== Texto apresentado ==
No mínimo, queria chegar à meta,
inteiro, de cabeça, tronco e membros.
Ainda tentei telefonar-lhe,
dos correios de Nova Lamego,
horas a fio à espera por um ligação para Lisboa... 
Em vão. 
A chamada caiu, 
nunca mais tive a conversa que gostaria de ter tido 
com a minha noiva,
que afinal nunca o fora. 
Acabei, já em Lisboa, bancário,
por casar com uma galega de Orense, 
que nunca chegarás a conhecer, 
pela simples razão de que já fomos,  
cada um de nós,
à sua vida.
É apenas a mãe dos meus filhos.

Depois, meu amigo, 
veio o rol de desgraças que me aconteceram:
a descida aos infernos,
a cafrealização, à maneira do Rimbaud, 
a porrada do segundo comandante no Gabu,
a ida para o sul, 
de casttigo, em rendição individual,
a mina anticarro 
que me mandou, mais de um ano e tal, 
para o estaleiro,
com passagem pela Estrela, Alcoitão, Hamburgo.
===
== Linhas fornecidas ==
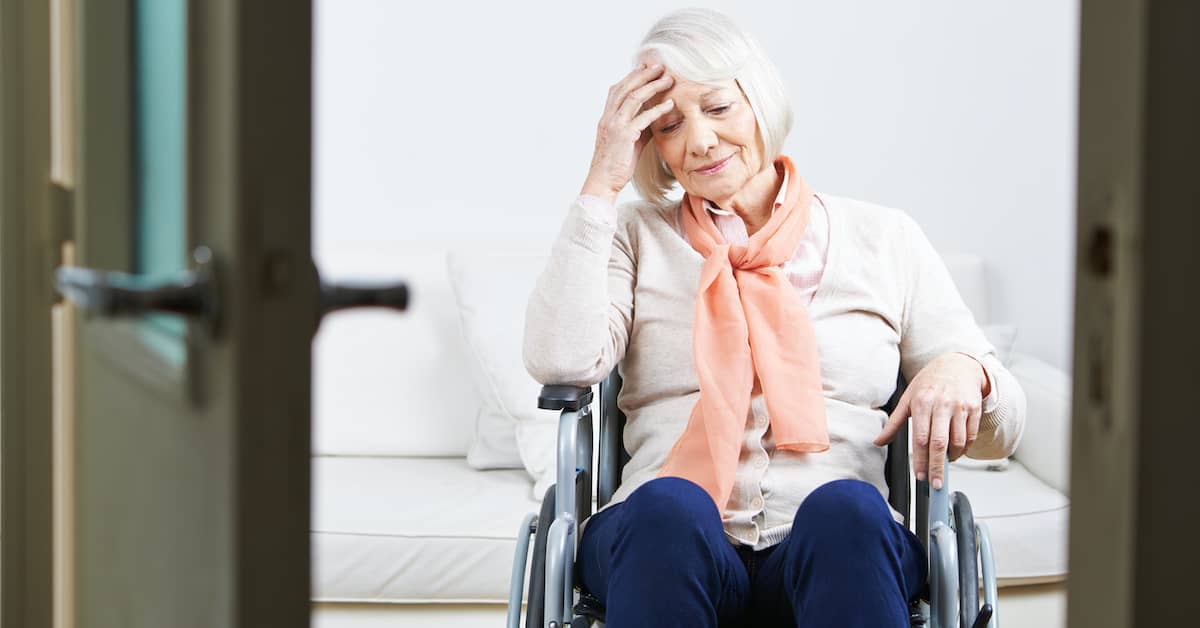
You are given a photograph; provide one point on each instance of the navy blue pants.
(661, 558)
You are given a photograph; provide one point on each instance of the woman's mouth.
(713, 168)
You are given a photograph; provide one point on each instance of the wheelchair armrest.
(564, 396)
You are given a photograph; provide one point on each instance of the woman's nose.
(701, 139)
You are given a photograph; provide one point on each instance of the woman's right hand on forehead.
(624, 130)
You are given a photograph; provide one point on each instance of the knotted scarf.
(751, 330)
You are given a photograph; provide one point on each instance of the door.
(184, 428)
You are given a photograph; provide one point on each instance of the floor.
(1027, 606)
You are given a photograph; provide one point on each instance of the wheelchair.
(958, 546)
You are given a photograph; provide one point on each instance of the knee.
(671, 506)
(845, 509)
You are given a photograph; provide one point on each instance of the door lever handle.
(111, 294)
(342, 295)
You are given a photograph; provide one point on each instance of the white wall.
(475, 120)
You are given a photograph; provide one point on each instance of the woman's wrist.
(601, 191)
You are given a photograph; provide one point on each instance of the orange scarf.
(750, 329)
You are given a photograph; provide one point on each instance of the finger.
(973, 419)
(939, 442)
(958, 432)
(636, 78)
(892, 426)
(636, 99)
(647, 118)
(922, 405)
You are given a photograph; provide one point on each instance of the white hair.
(705, 46)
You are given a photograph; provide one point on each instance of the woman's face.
(709, 139)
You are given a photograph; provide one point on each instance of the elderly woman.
===
# Objetivo:
Copia tal e qual, do texto apresentado, o trecho que vai de "No mínimo, queria" até "nunca o fora.".

# Solução completa:
No mínimo, queria chegar à meta,
inteiro, de cabeça, tronco e membros.
Ainda tentei telefonar-lhe,
dos correios de Nova Lamego,
horas a fio à espera por um ligação para Lisboa... 
Em vão. 
A chamada caiu, 
nunca mais tive a conversa que gostaria de ter tido 
com a minha noiva,
que afinal nunca o fora.